▶ Your goal
Reproduce the records below exactly, but only between the lines holding "Task: point: the seasoned" and "Task: point: the bird's black chin", inclusive.

Records excerpted from a collection:
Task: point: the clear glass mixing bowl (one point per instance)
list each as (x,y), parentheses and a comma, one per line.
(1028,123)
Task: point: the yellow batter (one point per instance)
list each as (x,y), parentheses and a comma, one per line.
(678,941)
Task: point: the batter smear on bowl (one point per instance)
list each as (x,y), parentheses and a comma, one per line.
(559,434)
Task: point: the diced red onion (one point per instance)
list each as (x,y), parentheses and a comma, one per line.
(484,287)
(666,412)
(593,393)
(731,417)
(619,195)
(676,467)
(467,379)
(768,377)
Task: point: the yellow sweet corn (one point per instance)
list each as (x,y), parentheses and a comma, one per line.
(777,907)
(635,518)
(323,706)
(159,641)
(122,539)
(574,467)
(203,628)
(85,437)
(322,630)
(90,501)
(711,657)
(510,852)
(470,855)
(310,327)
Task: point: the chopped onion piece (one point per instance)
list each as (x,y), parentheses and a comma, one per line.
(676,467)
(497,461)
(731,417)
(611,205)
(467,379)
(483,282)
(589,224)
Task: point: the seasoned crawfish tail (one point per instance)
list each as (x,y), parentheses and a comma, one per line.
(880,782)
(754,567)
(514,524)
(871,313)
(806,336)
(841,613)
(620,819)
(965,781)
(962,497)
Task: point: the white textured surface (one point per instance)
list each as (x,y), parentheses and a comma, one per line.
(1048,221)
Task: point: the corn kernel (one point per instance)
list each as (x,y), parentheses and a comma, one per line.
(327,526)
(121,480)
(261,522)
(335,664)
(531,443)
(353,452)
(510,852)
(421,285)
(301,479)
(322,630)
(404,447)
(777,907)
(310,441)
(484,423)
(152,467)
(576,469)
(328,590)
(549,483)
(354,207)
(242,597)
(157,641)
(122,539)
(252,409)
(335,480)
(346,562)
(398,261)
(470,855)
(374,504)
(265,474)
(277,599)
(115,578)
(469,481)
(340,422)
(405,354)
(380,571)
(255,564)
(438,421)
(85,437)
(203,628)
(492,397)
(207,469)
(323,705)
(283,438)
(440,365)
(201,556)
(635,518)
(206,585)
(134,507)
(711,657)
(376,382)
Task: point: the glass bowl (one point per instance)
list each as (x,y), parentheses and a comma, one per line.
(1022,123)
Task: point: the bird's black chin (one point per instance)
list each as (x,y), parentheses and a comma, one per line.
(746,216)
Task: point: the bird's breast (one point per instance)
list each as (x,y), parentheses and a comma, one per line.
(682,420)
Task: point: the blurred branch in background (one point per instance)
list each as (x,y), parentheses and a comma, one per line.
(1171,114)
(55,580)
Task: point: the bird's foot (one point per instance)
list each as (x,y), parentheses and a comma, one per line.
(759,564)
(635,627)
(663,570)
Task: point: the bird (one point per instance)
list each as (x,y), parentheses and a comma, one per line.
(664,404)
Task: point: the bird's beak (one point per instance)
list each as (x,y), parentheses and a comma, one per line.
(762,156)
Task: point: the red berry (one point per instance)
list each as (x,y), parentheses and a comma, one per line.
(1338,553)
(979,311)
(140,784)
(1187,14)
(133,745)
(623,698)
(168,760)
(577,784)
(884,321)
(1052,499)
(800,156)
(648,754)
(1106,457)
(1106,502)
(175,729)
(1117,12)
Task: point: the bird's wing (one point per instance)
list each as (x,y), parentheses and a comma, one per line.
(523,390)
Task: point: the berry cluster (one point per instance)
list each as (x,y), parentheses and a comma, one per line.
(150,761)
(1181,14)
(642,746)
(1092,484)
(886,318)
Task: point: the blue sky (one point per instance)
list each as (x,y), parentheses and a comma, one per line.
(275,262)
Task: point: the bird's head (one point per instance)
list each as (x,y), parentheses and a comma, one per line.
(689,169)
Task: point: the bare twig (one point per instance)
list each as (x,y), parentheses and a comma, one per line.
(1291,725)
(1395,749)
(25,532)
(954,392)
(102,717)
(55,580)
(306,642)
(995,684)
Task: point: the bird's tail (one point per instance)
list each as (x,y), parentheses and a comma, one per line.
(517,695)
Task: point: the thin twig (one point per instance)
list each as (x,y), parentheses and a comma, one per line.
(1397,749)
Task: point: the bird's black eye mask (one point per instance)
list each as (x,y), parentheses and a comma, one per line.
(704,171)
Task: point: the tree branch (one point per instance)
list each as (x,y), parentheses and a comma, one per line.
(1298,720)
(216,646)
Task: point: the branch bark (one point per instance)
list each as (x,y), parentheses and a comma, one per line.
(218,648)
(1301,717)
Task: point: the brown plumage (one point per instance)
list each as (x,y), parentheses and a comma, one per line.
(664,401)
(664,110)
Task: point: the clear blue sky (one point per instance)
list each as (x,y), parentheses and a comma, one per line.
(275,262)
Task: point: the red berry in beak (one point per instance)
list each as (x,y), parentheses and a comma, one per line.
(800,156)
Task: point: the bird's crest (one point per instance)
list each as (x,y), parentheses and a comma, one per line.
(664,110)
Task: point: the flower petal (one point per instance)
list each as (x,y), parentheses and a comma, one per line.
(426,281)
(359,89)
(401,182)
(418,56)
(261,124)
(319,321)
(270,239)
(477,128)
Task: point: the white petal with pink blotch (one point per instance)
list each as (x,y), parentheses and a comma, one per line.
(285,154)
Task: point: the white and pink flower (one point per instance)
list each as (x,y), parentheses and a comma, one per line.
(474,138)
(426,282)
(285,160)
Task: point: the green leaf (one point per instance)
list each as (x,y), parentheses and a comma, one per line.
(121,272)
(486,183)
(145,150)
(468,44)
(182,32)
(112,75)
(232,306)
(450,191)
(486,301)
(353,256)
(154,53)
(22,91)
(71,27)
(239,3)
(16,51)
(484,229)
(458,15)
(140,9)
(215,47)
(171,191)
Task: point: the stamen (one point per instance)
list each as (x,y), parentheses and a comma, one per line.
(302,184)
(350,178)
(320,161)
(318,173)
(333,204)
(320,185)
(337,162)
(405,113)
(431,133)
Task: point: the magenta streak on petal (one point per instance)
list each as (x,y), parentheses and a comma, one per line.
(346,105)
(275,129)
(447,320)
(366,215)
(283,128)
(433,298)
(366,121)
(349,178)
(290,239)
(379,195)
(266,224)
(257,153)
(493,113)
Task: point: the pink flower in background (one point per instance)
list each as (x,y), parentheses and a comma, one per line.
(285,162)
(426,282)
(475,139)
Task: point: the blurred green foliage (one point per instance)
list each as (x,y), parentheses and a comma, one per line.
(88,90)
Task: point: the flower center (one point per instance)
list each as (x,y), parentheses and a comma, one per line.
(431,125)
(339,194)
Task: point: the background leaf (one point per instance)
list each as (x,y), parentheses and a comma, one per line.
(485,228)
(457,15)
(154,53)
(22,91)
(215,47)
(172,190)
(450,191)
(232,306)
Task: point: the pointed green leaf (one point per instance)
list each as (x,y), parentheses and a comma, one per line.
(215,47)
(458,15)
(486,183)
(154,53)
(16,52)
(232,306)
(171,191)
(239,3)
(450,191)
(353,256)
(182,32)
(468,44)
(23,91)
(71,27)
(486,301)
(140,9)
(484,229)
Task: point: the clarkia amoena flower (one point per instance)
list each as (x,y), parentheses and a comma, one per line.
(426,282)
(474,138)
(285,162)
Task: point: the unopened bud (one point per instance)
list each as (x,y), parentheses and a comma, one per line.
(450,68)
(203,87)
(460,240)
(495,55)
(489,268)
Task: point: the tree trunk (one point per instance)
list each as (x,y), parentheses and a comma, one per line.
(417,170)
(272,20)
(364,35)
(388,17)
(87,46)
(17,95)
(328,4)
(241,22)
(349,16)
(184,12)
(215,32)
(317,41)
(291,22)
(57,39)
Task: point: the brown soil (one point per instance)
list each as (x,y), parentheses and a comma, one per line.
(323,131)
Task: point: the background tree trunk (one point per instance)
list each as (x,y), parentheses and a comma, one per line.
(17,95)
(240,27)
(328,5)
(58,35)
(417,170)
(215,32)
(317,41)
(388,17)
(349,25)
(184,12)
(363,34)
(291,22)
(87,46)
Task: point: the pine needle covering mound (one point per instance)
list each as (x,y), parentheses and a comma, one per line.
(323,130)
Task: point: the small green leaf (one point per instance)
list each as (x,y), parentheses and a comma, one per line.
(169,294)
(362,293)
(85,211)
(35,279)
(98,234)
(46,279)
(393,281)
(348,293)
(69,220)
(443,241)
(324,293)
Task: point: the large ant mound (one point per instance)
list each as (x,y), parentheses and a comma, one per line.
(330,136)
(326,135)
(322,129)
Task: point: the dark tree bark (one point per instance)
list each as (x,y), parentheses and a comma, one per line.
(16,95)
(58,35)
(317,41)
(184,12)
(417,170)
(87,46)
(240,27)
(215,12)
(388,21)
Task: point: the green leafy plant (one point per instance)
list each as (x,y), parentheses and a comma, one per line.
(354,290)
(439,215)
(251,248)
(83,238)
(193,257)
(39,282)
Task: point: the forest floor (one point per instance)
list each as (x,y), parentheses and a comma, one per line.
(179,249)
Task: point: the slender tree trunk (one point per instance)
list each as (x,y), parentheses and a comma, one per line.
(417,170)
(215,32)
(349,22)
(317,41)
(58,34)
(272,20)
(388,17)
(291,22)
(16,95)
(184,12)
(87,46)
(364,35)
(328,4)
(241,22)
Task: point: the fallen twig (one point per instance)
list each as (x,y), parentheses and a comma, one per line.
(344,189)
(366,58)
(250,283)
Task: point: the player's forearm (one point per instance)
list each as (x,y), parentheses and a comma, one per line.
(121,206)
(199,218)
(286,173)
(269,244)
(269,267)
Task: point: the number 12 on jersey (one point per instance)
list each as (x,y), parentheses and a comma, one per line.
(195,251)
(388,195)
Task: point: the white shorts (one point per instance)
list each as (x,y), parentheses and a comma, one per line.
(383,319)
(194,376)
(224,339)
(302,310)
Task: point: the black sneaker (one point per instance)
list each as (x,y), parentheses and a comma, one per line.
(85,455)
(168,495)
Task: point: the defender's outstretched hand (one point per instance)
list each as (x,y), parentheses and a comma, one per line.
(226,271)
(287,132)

▶ Result below
Task: point: the seasoned crawfish tail (one point per instance)
list each as (x,y), parentheses and a comma, one per line.
(880,782)
(754,567)
(514,524)
(871,313)
(806,336)
(841,613)
(620,819)
(965,781)
(962,497)
Task: point: the white textured surface (one point per instance)
list each as (x,y), parentheses and a comma, one per line.
(1048,221)
Task: point: the corn kernel (one point per instance)
list each as (x,y), parentheses and a comma, one per line.
(327,526)
(121,480)
(261,522)
(335,664)
(531,443)
(353,452)
(510,852)
(421,285)
(301,479)
(322,630)
(404,447)
(777,907)
(310,441)
(484,423)
(152,467)
(576,469)
(328,590)
(549,483)
(354,207)
(242,597)
(157,641)
(122,539)
(252,409)
(335,480)
(346,562)
(398,261)
(470,855)
(374,504)
(265,474)
(277,599)
(115,578)
(469,481)
(340,422)
(405,354)
(380,571)
(255,564)
(438,421)
(85,437)
(203,628)
(492,397)
(207,469)
(323,705)
(283,438)
(440,365)
(201,556)
(635,518)
(206,585)
(134,507)
(711,657)
(376,382)
Task: point: the glass bowl (one point per instance)
list each as (x,y), parentheses and a comma, one per line.
(1022,123)
Task: point: the bird's black chin (one point per instance)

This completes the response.